Your objective: Every word of the data below has to be copied faithfully.

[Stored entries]
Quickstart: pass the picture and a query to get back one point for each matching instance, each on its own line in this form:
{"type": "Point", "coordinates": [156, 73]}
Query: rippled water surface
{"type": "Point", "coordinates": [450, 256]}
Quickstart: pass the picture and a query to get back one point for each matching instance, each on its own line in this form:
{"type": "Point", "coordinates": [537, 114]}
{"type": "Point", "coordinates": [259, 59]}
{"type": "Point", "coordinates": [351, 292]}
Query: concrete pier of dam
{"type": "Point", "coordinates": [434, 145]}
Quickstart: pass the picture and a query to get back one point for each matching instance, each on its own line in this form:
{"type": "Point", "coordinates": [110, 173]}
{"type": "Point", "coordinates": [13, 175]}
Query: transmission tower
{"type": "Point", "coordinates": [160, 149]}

Result of the exercise:
Quickstart: pass the picture and a query to get back one point for each matching instance, each on its own line in this form:
{"type": "Point", "coordinates": [156, 73]}
Query: rippled water surface
{"type": "Point", "coordinates": [450, 256]}
Quickstart: pass the picture and a query to get back one point for each matching instance, each on its own line in this form:
{"type": "Point", "coordinates": [537, 114]}
{"type": "Point", "coordinates": [259, 59]}
{"type": "Point", "coordinates": [351, 292]}
Query: concrete pier of dam
{"type": "Point", "coordinates": [434, 145]}
Quickstart: pass the picture and a query to get back one point for each matching instance, each on its own line in this form:
{"type": "Point", "coordinates": [110, 173]}
{"type": "Point", "coordinates": [13, 175]}
Query: transmission tower
{"type": "Point", "coordinates": [160, 149]}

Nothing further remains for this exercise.